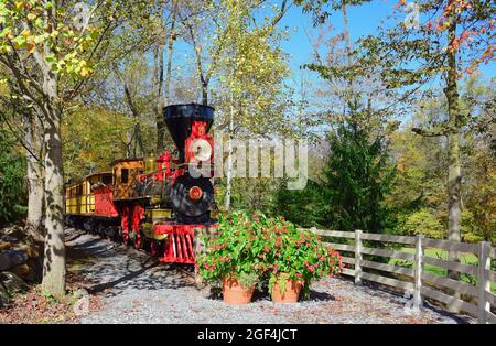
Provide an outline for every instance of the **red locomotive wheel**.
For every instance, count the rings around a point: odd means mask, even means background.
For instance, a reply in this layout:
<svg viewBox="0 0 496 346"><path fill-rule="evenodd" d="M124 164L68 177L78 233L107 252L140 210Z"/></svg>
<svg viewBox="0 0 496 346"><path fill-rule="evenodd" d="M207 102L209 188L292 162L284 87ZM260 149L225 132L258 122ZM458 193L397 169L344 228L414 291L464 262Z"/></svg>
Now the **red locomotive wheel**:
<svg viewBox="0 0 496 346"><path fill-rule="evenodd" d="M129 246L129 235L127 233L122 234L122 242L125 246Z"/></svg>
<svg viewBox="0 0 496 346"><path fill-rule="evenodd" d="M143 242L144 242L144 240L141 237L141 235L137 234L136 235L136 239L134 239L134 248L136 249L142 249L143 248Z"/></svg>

++++++++++++++++++++

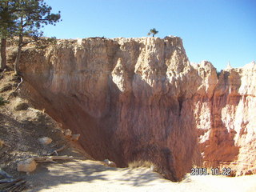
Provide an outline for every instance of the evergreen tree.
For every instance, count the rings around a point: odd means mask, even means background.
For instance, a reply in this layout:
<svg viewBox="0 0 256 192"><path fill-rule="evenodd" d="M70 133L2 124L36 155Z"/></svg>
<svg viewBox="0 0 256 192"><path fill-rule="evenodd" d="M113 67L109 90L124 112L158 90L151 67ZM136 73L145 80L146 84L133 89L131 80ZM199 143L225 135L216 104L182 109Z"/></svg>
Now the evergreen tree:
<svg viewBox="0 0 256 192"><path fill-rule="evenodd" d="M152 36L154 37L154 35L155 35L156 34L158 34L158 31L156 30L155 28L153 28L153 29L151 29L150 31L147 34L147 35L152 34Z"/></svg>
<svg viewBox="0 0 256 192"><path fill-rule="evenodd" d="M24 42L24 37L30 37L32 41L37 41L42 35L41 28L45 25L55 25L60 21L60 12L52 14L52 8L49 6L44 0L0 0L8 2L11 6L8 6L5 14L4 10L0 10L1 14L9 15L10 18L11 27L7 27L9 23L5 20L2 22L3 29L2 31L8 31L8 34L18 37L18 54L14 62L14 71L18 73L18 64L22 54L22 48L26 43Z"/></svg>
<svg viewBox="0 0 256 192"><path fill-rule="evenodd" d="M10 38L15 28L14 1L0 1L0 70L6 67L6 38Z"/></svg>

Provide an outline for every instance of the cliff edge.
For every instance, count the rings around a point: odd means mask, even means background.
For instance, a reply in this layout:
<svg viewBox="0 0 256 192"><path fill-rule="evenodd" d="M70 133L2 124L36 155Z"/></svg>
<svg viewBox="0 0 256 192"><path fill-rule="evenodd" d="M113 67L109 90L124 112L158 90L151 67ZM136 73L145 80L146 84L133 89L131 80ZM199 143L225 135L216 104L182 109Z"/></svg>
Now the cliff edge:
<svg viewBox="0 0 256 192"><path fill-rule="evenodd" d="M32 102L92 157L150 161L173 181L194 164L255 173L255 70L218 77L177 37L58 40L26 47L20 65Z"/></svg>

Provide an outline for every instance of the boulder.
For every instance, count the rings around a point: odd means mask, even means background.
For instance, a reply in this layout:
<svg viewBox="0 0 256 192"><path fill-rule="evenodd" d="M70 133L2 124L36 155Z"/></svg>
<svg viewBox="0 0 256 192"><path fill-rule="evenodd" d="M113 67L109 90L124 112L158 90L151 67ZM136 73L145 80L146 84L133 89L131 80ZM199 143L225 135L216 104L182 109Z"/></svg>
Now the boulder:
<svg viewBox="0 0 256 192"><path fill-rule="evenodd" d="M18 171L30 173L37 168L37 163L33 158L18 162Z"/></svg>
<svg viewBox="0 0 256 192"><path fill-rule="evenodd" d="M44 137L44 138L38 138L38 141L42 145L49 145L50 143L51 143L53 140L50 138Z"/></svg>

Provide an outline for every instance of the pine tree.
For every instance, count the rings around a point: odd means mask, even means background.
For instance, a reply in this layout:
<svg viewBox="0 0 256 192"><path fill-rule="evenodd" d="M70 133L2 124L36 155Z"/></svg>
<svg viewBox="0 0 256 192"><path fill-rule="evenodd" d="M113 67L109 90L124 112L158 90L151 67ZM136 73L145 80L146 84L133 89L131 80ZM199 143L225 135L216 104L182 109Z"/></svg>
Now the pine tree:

++++++++++++++++++++

Exercise requirements
Change "locomotive" to "train" throughout the lines from the one containing "Provide an outline for every instance of the **red" through the one containing "242L144 242L144 240L141", inclusive, and give back only those lines with nothing else altered.

Written answer
Provide an outline for every instance of the **red train wheel**.
For every instance, count the rings around a point: odd means mask, even means background.
For instance, a reply in this layout:
<svg viewBox="0 0 496 346"><path fill-rule="evenodd" d="M124 164L68 177L78 233L107 252L140 210Z"/></svg>
<svg viewBox="0 0 496 346"><path fill-rule="evenodd" d="M207 102L209 188L292 162L284 87ZM260 149L225 132L258 122ZM458 193L397 169L344 228L414 291L464 262Z"/></svg>
Now the **red train wheel**:
<svg viewBox="0 0 496 346"><path fill-rule="evenodd" d="M129 246L129 235L127 233L122 234L122 242L125 246Z"/></svg>
<svg viewBox="0 0 496 346"><path fill-rule="evenodd" d="M143 242L144 242L144 240L141 237L141 235L137 234L136 235L136 239L134 239L134 248L136 249L142 249L143 248Z"/></svg>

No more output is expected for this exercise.